▶ TEXT

## Begin

# The Wood Plane analogy

OK. You ask, "Exactly how can elementary particles be "induced" by electromagnetic fields on the surface of larger elementary particles?" First, let me give an analogy. An analogy that I like to use in order to explain this new concept uses the old-fashion woodworking tool, the traditional wood plane. Imagine a wood plane shaving off wood chips from a block of wood. The chips curl off the surface of the wood. Each curl is like an elementary particle -- like a small ball-of-light being peeled away from the surface of a larger decaying ball-of-light.

Graphic of wood plane and wood chip

The difference in this analogy is in the tool. Where the wood plane is the tool that forces the wood to peel away from the surface of the wood, "induction" is the tool that forces the "baby particle" to peel away from its "parent". (See Hubble Space Telescope image of "parent" star and "baby" stars.)

As a patch of magnetic or electric sweeps over the surface of a ball-of-light, the patch induces a small ball-of-light to curl away from the surface of the larger ball-of-light.

Graphic of an elementary particle being induced on the surface of a larger ball-of-light

A stronger patch or a faster moving patch has more energy to create bigger balls-of-light -- bigger curls of wood so-to-speak.

The electric and/or magnetic patch does not move in a straight line. It moves along the surface of the sphere, and therefore accelerates as it does so. This is the key. It is the accelerating patch(es) of electric and/or magnetic fields on the surface of a ball-of-light that induces the balls-of-light that peel away from the surface.

Weak patches of would not have enough energy to create a ball-of-light, but would still create a photon.

## End

(Location annotation dataset excerpts)
## Begin

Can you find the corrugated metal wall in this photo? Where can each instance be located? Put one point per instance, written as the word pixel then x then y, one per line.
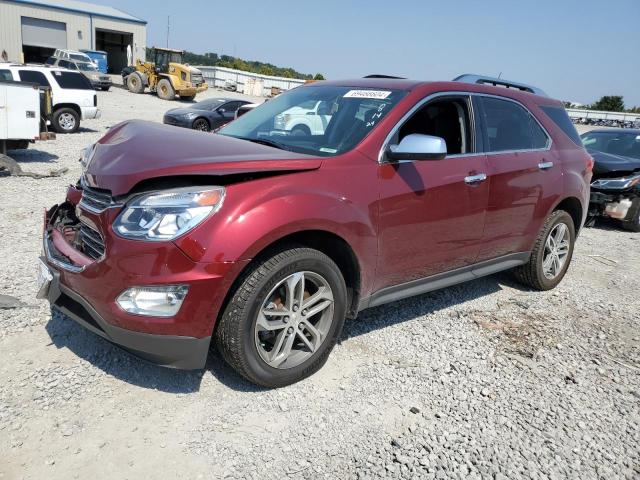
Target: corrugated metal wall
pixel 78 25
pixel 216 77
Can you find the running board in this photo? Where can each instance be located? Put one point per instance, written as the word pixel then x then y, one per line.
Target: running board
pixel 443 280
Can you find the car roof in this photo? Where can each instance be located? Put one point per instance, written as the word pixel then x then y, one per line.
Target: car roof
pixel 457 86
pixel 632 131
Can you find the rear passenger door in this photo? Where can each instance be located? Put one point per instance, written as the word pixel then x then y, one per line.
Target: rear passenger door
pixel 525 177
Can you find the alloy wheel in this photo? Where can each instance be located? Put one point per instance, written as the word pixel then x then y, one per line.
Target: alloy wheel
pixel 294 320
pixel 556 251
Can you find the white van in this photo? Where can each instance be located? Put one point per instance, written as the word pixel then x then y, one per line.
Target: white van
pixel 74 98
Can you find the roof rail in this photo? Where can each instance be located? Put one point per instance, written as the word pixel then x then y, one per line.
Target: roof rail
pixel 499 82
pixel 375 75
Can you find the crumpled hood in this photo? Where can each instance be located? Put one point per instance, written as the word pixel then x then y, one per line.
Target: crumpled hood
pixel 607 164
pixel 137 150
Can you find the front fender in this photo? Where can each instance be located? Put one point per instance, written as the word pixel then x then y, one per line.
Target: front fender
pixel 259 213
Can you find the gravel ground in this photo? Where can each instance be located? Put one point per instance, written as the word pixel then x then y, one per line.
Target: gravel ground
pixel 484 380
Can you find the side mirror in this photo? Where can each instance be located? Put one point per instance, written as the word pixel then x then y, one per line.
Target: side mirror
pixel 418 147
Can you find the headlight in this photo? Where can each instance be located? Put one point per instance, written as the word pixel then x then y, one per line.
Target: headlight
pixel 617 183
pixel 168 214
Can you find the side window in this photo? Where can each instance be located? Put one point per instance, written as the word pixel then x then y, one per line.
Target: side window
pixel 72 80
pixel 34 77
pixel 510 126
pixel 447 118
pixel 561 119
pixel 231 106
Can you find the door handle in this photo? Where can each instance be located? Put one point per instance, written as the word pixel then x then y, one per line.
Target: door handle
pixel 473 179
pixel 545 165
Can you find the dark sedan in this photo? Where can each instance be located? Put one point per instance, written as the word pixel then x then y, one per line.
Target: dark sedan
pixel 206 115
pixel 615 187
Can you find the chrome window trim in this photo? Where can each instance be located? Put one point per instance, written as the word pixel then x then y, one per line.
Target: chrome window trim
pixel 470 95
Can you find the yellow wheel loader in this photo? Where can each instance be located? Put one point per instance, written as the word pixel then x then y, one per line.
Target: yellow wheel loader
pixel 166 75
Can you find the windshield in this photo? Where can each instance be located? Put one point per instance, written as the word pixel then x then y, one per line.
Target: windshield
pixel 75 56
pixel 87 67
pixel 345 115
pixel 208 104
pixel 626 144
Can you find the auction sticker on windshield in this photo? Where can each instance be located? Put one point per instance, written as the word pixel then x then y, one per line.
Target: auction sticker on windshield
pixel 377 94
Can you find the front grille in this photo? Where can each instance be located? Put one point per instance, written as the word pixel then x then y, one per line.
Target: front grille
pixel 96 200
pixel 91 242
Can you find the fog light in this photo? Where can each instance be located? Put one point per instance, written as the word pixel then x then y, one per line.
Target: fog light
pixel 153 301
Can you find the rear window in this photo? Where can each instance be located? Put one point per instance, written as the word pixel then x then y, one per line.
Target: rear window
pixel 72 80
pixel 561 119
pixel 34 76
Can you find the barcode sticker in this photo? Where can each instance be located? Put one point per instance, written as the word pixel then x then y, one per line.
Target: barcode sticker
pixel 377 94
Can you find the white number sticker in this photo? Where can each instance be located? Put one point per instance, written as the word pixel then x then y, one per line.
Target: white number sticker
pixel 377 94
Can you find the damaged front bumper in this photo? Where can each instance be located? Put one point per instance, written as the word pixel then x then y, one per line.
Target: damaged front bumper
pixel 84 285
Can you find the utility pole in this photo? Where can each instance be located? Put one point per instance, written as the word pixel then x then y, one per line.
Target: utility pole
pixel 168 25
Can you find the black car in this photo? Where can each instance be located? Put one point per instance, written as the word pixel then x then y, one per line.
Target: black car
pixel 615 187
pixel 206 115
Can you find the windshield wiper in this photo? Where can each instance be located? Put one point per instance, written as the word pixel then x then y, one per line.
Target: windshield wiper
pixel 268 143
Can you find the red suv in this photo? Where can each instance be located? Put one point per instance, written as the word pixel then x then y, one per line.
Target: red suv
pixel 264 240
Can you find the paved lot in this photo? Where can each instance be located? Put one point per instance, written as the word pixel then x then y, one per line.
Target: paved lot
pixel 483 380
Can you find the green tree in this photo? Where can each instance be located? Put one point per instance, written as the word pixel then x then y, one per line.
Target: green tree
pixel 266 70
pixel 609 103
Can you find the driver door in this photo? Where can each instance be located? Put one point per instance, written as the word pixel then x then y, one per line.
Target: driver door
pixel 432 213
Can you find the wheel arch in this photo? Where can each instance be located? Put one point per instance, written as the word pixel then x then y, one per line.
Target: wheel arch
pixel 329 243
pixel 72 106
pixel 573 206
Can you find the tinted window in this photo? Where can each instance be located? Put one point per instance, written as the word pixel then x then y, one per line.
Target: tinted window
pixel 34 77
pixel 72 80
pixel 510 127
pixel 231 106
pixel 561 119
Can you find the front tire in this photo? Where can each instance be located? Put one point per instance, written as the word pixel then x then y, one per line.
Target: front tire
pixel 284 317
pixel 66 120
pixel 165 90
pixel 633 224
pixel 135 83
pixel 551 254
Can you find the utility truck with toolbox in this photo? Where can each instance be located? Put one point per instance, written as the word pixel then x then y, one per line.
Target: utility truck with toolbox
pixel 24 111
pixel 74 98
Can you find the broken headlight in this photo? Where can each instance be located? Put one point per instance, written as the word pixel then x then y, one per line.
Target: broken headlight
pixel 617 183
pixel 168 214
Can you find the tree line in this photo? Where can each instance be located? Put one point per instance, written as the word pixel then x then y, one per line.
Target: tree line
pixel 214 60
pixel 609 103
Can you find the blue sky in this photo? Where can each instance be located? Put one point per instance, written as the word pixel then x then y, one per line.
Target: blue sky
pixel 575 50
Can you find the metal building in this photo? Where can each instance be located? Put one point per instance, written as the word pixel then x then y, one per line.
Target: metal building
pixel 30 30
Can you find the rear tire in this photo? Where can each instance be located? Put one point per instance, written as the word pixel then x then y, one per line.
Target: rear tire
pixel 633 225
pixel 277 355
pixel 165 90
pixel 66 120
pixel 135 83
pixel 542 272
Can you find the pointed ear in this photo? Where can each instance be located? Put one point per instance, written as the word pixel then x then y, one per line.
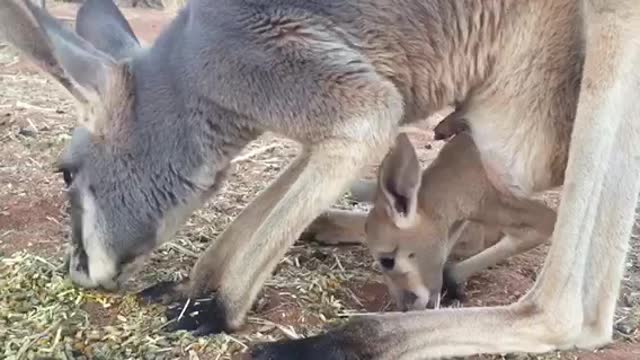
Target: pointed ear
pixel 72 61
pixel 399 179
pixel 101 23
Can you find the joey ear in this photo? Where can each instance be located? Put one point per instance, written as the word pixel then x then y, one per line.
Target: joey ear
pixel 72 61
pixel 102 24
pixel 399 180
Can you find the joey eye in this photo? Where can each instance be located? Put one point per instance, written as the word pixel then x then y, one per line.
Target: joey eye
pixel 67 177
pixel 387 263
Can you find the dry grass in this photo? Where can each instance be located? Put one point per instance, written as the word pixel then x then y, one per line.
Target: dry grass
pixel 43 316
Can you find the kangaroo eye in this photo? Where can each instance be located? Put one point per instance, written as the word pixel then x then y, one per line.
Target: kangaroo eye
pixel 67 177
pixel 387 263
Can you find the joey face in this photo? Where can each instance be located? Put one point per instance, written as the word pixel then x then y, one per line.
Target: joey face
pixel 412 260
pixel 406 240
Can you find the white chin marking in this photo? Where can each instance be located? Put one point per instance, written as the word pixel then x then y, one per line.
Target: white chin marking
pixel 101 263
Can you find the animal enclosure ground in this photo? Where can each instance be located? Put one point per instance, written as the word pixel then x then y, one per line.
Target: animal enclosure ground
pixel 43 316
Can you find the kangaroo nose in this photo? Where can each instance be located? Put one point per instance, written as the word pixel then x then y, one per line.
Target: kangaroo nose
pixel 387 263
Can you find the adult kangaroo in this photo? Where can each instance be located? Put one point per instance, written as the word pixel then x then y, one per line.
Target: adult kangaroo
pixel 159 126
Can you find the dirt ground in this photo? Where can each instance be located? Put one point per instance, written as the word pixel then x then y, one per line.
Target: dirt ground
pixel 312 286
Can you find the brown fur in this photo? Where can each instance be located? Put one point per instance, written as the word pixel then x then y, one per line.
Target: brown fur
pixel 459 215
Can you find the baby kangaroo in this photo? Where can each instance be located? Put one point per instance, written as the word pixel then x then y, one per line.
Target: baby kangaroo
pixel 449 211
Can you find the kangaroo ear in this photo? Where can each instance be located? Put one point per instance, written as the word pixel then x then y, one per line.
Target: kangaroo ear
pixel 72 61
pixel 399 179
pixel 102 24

## End

▶ WHAT YOU WILL DO
**a)** Using the wood plane analogy text, decide whether each statement agrees with it. Answer yes or no for each and quote the words that decide it. (i) The analogy is built on a traditional woodworking tool. (ii) The electric or magnetic patch travels in a straight line. (iii) A weak patch produces no photon.
**b)** According to the wood plane analogy text, why does the patch of electric or magnetic field accelerate? Answer in one to three sentences.
**c)** In the wood plane analogy text, what does a stronger or faster-moving patch have more energy to create?
The records are not needed for any of this work.

▶ THE ANSWERS
**a)**
(i) Yes: "uses the old-fashion woodworking tool, the traditional wood plane."
(ii) No: "The electric and/or magnetic patch does not move in a straight line."
(iii) No: "but would still create a photon."

**b)** The patch accelerates because it moves along the curved surface of the sphere. It does not travel in a straight line.

**c)** Bigger balls-of-light.